***** Source

In 1948, the supreme court decided the pivotal case of People v. Deatherage, 401 Ill. 25 (1948). In Deatherage, the court determined:

“Where issues before this court involve the constitutionality of statutes permitting the creation of school districts, the court is necessarily limited in decision to a narrow field. This is true because of the inherent power of the legislature and section 1 of article VIII of the [1870 Illinois] [(Constitution. The section simply operates as a mandate to the legislature to exercise its inherent power to carry out a primary, obligatory concept of our system of government, i.e., the children of the State are entitled to a good common-school education, in public schools, and at public expense. Prior decisions of this court have held the section to also place upon the legislature two limitations when implementing that concept: the schools established *** must be free and must be open to all without discrimination. [Citations.] This court has consistently held the
section to impose the two limitations, and no more. [Citation.]
*
A community unit school district, like any other school district established under enabling legislation, is entirely subject to the will of the legislature thereafter. With or without the consent of the inhabitants of a school district, over their protests, even without no*844tice or hearing, the State may take the school facilities in the district, without giving compensation therefor, and vest them in other districts or agencies. The State may hold or manage the facilities directly or indirectly. The area of the district may be contracted or expanded, it may be divided, united in whole or in part with another district, and the district may be abolished. All this at the will of the legislature. The ‘property of the school district’ is a phrase which is misleading. The district owns no property, all school facilities, such as grounds, buildings, equipment, etc., being in fact and law the property of the State and subject to legislative will. [Citation.]” (Emphasis added.) Deatherage, 401 Ill. at 30-32.

The law is the same under the 1970 Illinois Constitution. See Committee for Educational Rights v. Edgar, 174 Ill. 2d 1, 32 (1996) (“the question of whether the educational institutions and services in Illinois are ‘high quality’ is outside the sphere of judicial function”); Lewis E. v. Spagnolo, 186 Ill. 2d 198, 209 (1999) (determinations regarding quality of education are solely for the legislature to decide). Additionally, in Spagnolo, the court determined that “education is not a fundamental right protected by the federal constitution.” Spagnolo, 186 Ill. 2d at 211. The court noted, “ ‘The [United States] Constitution is a charter of negative liberties; it tells the state to let people alone; it does not require the federal government or the state to provide services, even so elementary a service as maintaining law and order.’ ” Spagnolo, 186 Ill. 2d at 212, quoting Bowers v. DeVito, 686 F.2d 616, 618 (7th Cir. 1982).

**********
***** Material supplied

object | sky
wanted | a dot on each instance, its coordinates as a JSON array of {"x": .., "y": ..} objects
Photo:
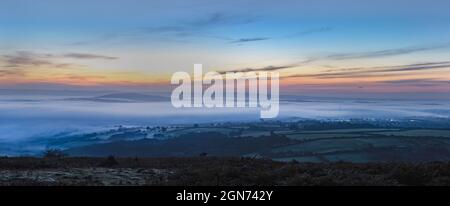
[{"x": 318, "y": 46}]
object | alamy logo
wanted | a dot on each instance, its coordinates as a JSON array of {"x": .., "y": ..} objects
[{"x": 242, "y": 89}]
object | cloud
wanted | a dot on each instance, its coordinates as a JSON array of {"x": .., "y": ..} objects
[
  {"x": 26, "y": 58},
  {"x": 385, "y": 53},
  {"x": 88, "y": 56},
  {"x": 370, "y": 71},
  {"x": 294, "y": 35},
  {"x": 268, "y": 68}
]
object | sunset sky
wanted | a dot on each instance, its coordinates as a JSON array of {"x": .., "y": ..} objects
[{"x": 316, "y": 45}]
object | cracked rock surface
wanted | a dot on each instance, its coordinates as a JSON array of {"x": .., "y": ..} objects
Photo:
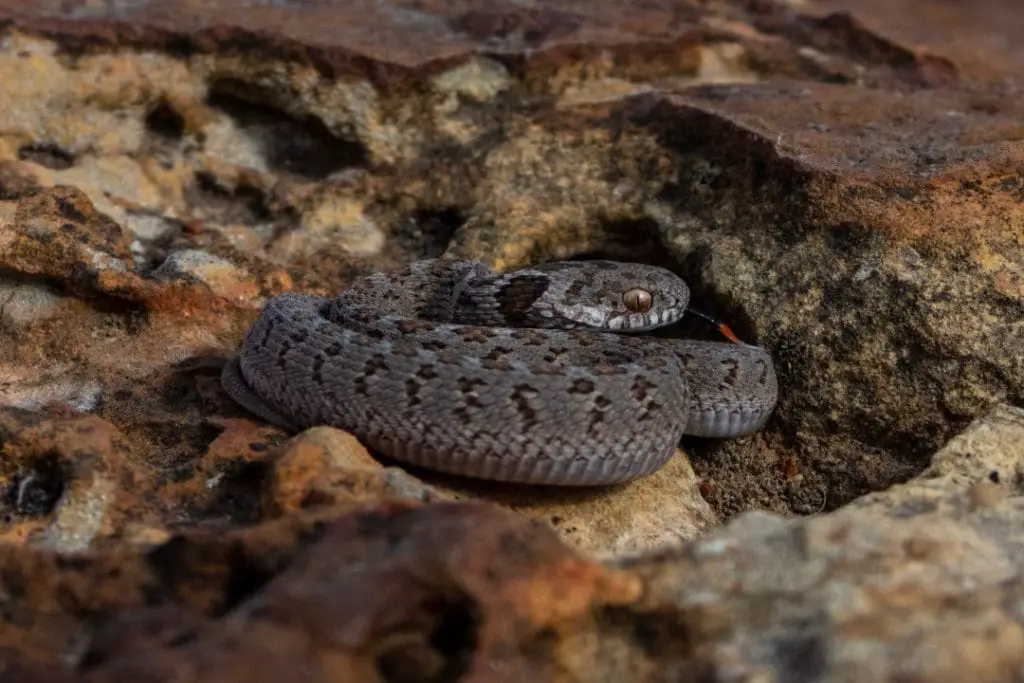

**********

> **Directives**
1 – According to the court excerpt on Illinois school districts, what two limitations does section 1 of article VIII place on the legislature?
2 – Write a continuation of the court excerpt on Illinois school districts, starting after its last sentence.
The records are separate material and are not connected to the court excerpt.

> **Results for each task**
1 – The schools must be free, and they must be open to all without discrimination.

2 –
Moreover, the public school system protected by the 1970 Illinois Constitution does not include community colleges. “There is no authority to suggest that article X of the Illinois Constitution applies to the State’s operation of community colleges.” Espinosa v. Board of Trustees of Community College District No. 508, 265 Ill. App. 3d 504, 507 (1994). Community college districts are created by the legislature pursuant to its authority to create public corporations, not under any provision of the Illinois Constitution. See Espinosa, 265 Ill. App. 3d at 507. Thus, the rules pertaining to public elementary and secondary schools do not apply to community colleges, except to the extent that if we cannot review legislative determinations as to public grade and high schools, we most surely cannot review legislative determinations as to community colleges.

With these rules in mind, we turn to the case at bar. It is clear that plaintiffs have no rights, under the United States Constitution or under the current Illinois Constitution, to the continuation of the College. Since the state was under no obligation to establish the College in the first place, the state is under no greater obligation to maintain *845the College after its establishment. Plaintiffs have alleged nothing to rebut the presumption of constitutionality, and more importantly, there is nothing that they could allege to show a constitutional violation. There is no constitutional right to a college education provided by the State. The people who reside in the College district have no property rights in the continuation of the college.

Even Allen, in her capacity as a member of the board of trustees of the College, has no constitutional right to the continuation of that position. The trial court found that the complaint did not allege that Allen was improperly notified about the pending dissolution and the resulting loss of her seat on the board of trustees, but that finding is not entirely correct. Plaintiffs alleged in their first amended complaint that “the action by the ICCB to dissolve [the College] and thereby remove the [College’s] Board of Trustees, including *** Allen, from office, effective January 1, 1999, was taken in violation of *** Allen’s right to due process, in that neither sufficient notice nor a hearing” was afforded to Allen prior to ICCB’s decision to dissolve the College. Nevertheless, the record is clear that Allen in fact received notice of ICCB’s decisions about the College, because Allen and Bush filed this lawsuit before the ICCB decided to dissolve the College. Under these circumstances, the notice given was reasonable.

Plaintiffs claim that Allen was also entitled to a hearing before she lost her position as a member of the board of trustees. For this claim, plaintiffs cite Local 1220, 178 Ill. 2d 399. In Local 1220, the supreme court held that an individual who is elected as a member of a local elementary-school board of education has a right to notice and a hearing before his or her elected position is terminated. Local 1220, 178 Ill. 2d at 420. The rule set forth in Local 1220 does not apply under the facts of this case, however.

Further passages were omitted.